The task
Copy the entries below word for word, but leave the pictures out.

Items from a data source:
────────
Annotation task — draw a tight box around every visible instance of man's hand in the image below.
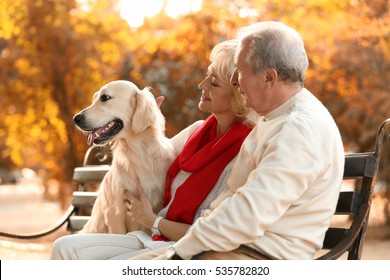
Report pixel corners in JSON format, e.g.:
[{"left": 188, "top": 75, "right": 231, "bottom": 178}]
[{"left": 124, "top": 187, "right": 157, "bottom": 228}]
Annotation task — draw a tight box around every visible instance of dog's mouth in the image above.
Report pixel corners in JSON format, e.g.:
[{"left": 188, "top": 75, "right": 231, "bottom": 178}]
[{"left": 87, "top": 119, "right": 123, "bottom": 145}]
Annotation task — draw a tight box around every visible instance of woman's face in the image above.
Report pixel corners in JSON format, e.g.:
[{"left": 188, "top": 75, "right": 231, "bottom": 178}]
[{"left": 198, "top": 64, "right": 235, "bottom": 115}]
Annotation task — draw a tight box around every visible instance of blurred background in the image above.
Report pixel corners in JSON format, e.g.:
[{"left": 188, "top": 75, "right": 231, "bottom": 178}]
[{"left": 0, "top": 0, "right": 390, "bottom": 258}]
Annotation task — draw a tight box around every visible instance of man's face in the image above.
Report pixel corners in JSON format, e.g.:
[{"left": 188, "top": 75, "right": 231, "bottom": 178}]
[{"left": 230, "top": 39, "right": 269, "bottom": 114}]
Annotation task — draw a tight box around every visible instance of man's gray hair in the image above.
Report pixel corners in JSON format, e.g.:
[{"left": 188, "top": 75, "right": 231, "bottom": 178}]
[{"left": 238, "top": 21, "right": 309, "bottom": 86}]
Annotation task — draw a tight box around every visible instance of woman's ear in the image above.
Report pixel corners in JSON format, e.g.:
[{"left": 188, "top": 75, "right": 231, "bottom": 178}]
[
  {"left": 156, "top": 95, "right": 165, "bottom": 107},
  {"left": 265, "top": 68, "right": 278, "bottom": 86}
]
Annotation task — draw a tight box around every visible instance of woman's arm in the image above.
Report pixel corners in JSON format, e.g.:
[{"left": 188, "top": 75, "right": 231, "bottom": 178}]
[{"left": 124, "top": 188, "right": 190, "bottom": 241}]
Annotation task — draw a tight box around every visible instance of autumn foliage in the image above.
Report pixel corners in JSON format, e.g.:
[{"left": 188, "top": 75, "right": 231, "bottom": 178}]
[{"left": 0, "top": 0, "right": 390, "bottom": 206}]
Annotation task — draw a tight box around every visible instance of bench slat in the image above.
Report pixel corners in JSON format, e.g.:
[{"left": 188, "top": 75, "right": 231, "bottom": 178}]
[
  {"left": 73, "top": 165, "right": 110, "bottom": 183},
  {"left": 72, "top": 191, "right": 97, "bottom": 207},
  {"left": 344, "top": 153, "right": 376, "bottom": 179},
  {"left": 335, "top": 192, "right": 362, "bottom": 215},
  {"left": 67, "top": 216, "right": 90, "bottom": 232}
]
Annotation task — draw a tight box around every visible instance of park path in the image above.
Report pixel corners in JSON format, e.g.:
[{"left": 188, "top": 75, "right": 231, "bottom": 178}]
[{"left": 0, "top": 184, "right": 390, "bottom": 260}]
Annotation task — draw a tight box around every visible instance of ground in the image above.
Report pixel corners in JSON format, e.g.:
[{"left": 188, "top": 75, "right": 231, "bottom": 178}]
[{"left": 0, "top": 184, "right": 390, "bottom": 260}]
────────
The output
Annotation task — draw a tight box around every visible instance of man's hand in the image below.
Report pixel corners in JSON format, e.g.:
[{"left": 188, "top": 75, "right": 231, "bottom": 178}]
[{"left": 124, "top": 187, "right": 157, "bottom": 228}]
Annotation task — draw a tight box around every visible instance of dog's mouth in the image above.
Report pixel corners in JSON format, e.g.:
[{"left": 188, "top": 75, "right": 231, "bottom": 178}]
[{"left": 87, "top": 119, "right": 123, "bottom": 145}]
Annotation task — draw a tight box around every visible instance of woman's face in the image above.
Report pixel corners in JSON format, e.g.:
[{"left": 188, "top": 75, "right": 231, "bottom": 178}]
[{"left": 198, "top": 64, "right": 235, "bottom": 115}]
Annotation task — draw a tight box around every visible instance of blurred background in the image above.
Report pixel corners in JSON format, e.g.:
[{"left": 188, "top": 75, "right": 231, "bottom": 178}]
[{"left": 0, "top": 0, "right": 390, "bottom": 258}]
Annotation task — draw a tight box around every visible instance of man's face in the image above.
Report pixel corners in JSON format, e.g.:
[{"left": 188, "top": 75, "right": 231, "bottom": 178}]
[{"left": 230, "top": 39, "right": 269, "bottom": 114}]
Annotation task — draw a tight box around every visible instance of man's gray hair in the image above.
Report pixel corners in JSON format, e.g.:
[{"left": 188, "top": 75, "right": 231, "bottom": 178}]
[{"left": 238, "top": 21, "right": 309, "bottom": 86}]
Annotation task — draw a tight box around every visible instance of woman's ear in the image above.
Report pixel corners in JSON format, e.g.:
[{"left": 188, "top": 75, "right": 231, "bottom": 178}]
[
  {"left": 156, "top": 95, "right": 165, "bottom": 107},
  {"left": 265, "top": 68, "right": 278, "bottom": 86}
]
Annotation task — draw a tight box around every visible instance of woman's arm in the image above.
Report pixel corners in JSON format, e.g.:
[{"left": 188, "top": 75, "right": 231, "bottom": 178}]
[{"left": 124, "top": 188, "right": 190, "bottom": 241}]
Annotation task — draw a tight box around every visible instance of autumn foliage in the image above.
Report pixel corners in JSON format, e.g.:
[{"left": 188, "top": 75, "right": 231, "bottom": 178}]
[{"left": 0, "top": 0, "right": 390, "bottom": 206}]
Annotation task — draw a tight box around every visible instance of bench slat in the image above.
Report pixel corners in JSON format, e.g.:
[{"left": 188, "top": 75, "right": 231, "bottom": 178}]
[
  {"left": 73, "top": 165, "right": 110, "bottom": 183},
  {"left": 72, "top": 191, "right": 97, "bottom": 207},
  {"left": 344, "top": 153, "right": 376, "bottom": 179},
  {"left": 335, "top": 192, "right": 362, "bottom": 215},
  {"left": 67, "top": 216, "right": 90, "bottom": 232}
]
Annotation task — draw a tight box around every visible instance of park path in the image above.
Report pixel corners in JSON format, e.g.:
[{"left": 188, "top": 75, "right": 231, "bottom": 178}]
[{"left": 0, "top": 184, "right": 390, "bottom": 260}]
Annotation task — draw a tight box around every visible instance of ground in the image above.
Report pixel corners in JSON format, e.g.:
[{"left": 188, "top": 75, "right": 231, "bottom": 178}]
[{"left": 0, "top": 184, "right": 390, "bottom": 260}]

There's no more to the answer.